Assigned task: Wherever a line of the data contains "head", copy that line.

Data section:
= Beginning of Section =

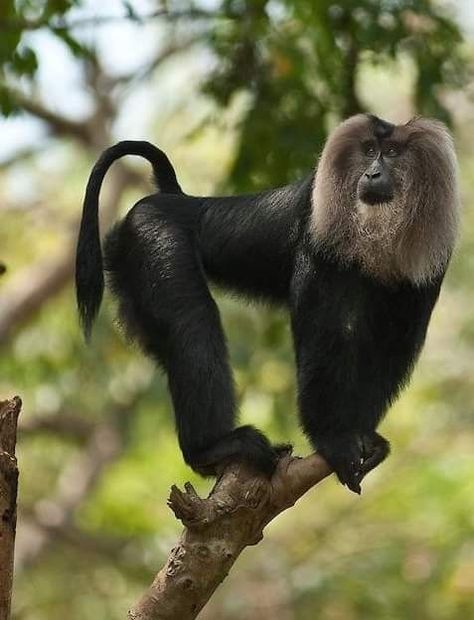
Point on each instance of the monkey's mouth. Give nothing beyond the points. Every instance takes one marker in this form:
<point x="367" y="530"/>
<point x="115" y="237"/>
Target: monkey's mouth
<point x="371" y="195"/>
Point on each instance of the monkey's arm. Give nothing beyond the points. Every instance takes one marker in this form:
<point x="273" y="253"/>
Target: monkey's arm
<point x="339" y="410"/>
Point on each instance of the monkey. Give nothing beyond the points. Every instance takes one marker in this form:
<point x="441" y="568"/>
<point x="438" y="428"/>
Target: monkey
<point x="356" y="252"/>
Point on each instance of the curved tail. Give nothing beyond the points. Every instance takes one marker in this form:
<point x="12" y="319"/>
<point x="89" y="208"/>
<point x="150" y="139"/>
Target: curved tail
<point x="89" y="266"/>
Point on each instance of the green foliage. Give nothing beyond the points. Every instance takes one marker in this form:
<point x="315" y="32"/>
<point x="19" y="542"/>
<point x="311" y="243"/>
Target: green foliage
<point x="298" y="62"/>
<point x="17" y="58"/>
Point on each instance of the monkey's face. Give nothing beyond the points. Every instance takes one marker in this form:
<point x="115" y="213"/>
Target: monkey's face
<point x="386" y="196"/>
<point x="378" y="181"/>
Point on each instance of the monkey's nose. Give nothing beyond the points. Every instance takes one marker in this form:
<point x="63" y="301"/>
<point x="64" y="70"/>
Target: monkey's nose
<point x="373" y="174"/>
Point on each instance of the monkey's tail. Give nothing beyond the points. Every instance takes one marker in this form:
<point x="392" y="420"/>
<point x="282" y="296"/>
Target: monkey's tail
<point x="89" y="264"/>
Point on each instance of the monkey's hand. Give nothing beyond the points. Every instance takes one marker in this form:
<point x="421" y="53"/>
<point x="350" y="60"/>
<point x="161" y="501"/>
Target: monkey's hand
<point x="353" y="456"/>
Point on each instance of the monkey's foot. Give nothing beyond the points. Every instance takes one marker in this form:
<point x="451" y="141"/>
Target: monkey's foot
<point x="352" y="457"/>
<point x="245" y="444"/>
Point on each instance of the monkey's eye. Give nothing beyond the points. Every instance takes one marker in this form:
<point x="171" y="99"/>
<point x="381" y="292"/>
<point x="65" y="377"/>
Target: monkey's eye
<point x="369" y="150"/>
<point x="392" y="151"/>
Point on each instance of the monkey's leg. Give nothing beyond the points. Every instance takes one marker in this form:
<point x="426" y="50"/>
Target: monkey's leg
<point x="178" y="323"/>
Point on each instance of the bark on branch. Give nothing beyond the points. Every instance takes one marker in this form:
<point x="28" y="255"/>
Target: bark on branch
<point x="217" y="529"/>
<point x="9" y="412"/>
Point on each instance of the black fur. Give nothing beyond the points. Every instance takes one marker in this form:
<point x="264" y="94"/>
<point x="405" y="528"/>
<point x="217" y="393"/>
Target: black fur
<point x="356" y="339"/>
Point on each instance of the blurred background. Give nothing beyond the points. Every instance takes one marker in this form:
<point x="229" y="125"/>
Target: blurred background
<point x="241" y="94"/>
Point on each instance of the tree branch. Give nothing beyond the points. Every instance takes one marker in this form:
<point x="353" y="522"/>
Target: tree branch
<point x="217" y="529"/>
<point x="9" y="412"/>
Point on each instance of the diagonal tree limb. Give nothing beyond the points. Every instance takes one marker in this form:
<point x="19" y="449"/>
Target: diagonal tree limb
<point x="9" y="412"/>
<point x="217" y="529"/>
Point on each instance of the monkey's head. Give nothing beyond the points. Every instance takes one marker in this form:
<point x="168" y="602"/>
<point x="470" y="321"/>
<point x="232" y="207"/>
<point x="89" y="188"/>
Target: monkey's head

= End of Section =

Reply to the task:
Point on each instance of the monkey's head. Give nothing beyond the points. Every instance takes one marker in this form:
Target: monkey's head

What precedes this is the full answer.